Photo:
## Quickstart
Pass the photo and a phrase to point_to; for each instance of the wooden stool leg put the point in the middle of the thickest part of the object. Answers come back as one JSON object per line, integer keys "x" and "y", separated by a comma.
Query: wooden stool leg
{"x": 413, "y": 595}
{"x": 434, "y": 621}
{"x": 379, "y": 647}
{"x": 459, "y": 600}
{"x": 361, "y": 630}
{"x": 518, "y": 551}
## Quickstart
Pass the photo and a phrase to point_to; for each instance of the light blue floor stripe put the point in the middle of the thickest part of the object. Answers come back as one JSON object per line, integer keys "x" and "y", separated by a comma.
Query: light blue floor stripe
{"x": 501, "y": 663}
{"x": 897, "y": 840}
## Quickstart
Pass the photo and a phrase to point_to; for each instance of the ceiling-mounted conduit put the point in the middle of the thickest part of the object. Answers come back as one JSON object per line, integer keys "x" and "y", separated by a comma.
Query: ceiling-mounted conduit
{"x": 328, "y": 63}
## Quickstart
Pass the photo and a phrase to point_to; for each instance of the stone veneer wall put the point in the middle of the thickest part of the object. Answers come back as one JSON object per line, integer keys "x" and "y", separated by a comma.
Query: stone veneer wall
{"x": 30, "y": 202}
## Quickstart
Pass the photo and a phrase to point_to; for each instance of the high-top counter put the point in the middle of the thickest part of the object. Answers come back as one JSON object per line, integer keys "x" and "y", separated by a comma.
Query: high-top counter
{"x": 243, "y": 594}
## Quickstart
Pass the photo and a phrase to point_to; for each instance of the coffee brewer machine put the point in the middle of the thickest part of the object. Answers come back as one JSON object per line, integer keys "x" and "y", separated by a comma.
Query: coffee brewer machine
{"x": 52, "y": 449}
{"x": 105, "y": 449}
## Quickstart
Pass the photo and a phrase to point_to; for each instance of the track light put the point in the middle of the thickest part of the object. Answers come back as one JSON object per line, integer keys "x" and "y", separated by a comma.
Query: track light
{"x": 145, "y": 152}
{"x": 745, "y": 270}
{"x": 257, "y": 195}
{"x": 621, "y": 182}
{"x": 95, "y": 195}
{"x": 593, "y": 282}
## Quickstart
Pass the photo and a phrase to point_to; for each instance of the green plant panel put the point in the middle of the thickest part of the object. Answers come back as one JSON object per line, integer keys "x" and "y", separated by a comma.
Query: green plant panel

══════════════════════════════

The problem:
Reproduce all the records precisely.

Written answer:
Photo:
## Quickstart
Pass the photo and a phrase to point_to; for each instance of the wooden stool leg put the point in the middle of the thickest part of the object. Answers come back as one JSON object per line, integer keys "x" and "y", separated by a comma.
Query: wooden stool leg
{"x": 413, "y": 595}
{"x": 434, "y": 621}
{"x": 379, "y": 647}
{"x": 459, "y": 600}
{"x": 361, "y": 630}
{"x": 518, "y": 551}
## Quickstart
Pass the photo and a phrase to point_to; for each instance of the light blue floor stripe put the point in the middle of the thickest part of the object. Answers come back as one JSON object per line, integer keys "x" and "y", separated by a comma.
Query: light blue floor stripe
{"x": 501, "y": 663}
{"x": 897, "y": 840}
## Quickstart
Pass the photo and a phrase to point_to; for each instance of the ceiling-mounted conduit put the point in the middle of the thickest part of the object. Answers come back as one JSON object per line, integer keys "x" and "y", separated by a comma.
Query: ceiling-mounted conduit
{"x": 328, "y": 63}
## Quickstart
Pass the photo and a phrase to point_to; for each instance of the stone veneer wall put the point in the middle of the thickest part of the object. Answers come back as one JSON object per line, integer keys "x" and "y", separated by a comma.
Query: stone veneer wall
{"x": 30, "y": 202}
## Quickstart
Pass the photo and a phrase to point_to; for each instance of the high-top counter put the point in the middle of the thickest part of the object. Answers come back as one JSON object per line, integer keys "x" and "y", separated by a comma.
Query: high-top counter
{"x": 243, "y": 594}
## Quickstart
Pass the photo and a phrase to point_to; for each instance of the coffee brewer machine put the point in the middle of the thickest part of the object. Answers come back as one JSON object per line, integer keys "x" and "y", separated by a comma.
Query: coffee brewer machine
{"x": 52, "y": 449}
{"x": 105, "y": 449}
## Quickstart
Pass the photo and a phrase to point_to; for each instance of the track light put the point in the middle of the thickest part of the object. Answers come back as one JSON object per line, integer keys "x" and "y", separated by a comma.
Query: track light
{"x": 145, "y": 152}
{"x": 745, "y": 270}
{"x": 257, "y": 195}
{"x": 621, "y": 182}
{"x": 95, "y": 195}
{"x": 593, "y": 282}
## Quickstart
Pass the photo and a phrase to point_to; for each instance of the green plant panel put the point in the middle of the thickest part of the object. Answers come back as one JSON object per line, integer keys "x" and "y", separated by a comma.
Query: green plant panel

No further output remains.